(Contour annotation data)
........

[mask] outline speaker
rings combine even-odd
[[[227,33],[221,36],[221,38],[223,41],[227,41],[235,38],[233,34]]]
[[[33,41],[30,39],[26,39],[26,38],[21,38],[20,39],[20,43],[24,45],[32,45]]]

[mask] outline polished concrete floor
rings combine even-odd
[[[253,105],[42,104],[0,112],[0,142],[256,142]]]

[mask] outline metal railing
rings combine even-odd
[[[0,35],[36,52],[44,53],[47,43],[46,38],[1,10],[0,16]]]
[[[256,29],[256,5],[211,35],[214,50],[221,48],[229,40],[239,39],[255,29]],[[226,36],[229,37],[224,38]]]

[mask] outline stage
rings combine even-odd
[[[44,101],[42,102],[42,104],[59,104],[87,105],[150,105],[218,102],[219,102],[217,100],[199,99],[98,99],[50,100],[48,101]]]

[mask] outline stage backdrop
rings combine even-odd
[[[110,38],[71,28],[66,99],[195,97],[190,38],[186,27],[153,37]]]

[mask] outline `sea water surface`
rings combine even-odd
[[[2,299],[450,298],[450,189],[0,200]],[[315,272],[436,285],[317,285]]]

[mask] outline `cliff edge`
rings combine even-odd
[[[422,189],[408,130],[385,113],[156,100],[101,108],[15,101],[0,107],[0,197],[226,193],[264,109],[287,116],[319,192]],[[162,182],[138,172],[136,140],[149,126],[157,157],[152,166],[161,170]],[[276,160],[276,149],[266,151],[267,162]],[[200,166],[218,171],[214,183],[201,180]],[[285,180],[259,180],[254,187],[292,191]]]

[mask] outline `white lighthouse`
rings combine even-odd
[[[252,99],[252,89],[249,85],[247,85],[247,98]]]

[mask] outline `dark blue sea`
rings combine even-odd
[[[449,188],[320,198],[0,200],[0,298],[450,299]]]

........

Copy out all of the data above, every line, with no changes at all.

[mask] outline speaker
rings combine even-odd
[[[227,33],[221,36],[221,38],[223,41],[227,41],[235,38],[233,34]]]
[[[33,41],[30,39],[26,39],[26,38],[21,38],[20,39],[20,43],[24,45],[32,45]]]

[mask] outline polished concrete floor
rings combine even-odd
[[[253,105],[42,104],[0,112],[0,142],[256,142]]]

[mask] outline metal railing
rings combine even-odd
[[[0,35],[36,52],[44,53],[47,43],[46,38],[1,10],[0,16]]]
[[[256,29],[256,5],[211,35],[214,50],[221,48],[229,40],[239,39],[255,29]],[[226,36],[229,37],[224,38]]]

[mask] outline stage
rings combine even-odd
[[[44,101],[42,102],[42,104],[59,104],[87,105],[150,105],[218,102],[219,102],[217,100],[199,99],[98,99],[50,100],[48,101]]]

[mask] outline stage backdrop
rings combine even-odd
[[[110,38],[71,28],[66,99],[195,97],[190,38],[186,27],[153,37]]]

[mask] outline `sea water surface`
rings combine even-odd
[[[2,299],[450,298],[450,189],[0,200]],[[315,272],[436,285],[317,285]]]

[mask] outline `cliff edge`
rings combine even-odd
[[[422,189],[408,130],[385,113],[156,100],[101,108],[15,101],[0,107],[0,197],[226,193],[264,109],[287,116],[319,192]],[[162,182],[138,172],[136,140],[149,126],[157,157],[152,166],[161,170]],[[276,160],[276,149],[266,151],[267,162]],[[200,166],[218,171],[214,183],[201,180]],[[285,180],[259,180],[254,187],[292,191]]]

[mask] outline `white lighthouse`
rings combine even-odd
[[[252,99],[252,89],[249,85],[247,85],[247,98]]]

[mask] outline `dark blue sea`
rings combine even-odd
[[[449,188],[320,198],[0,200],[0,298],[450,299]]]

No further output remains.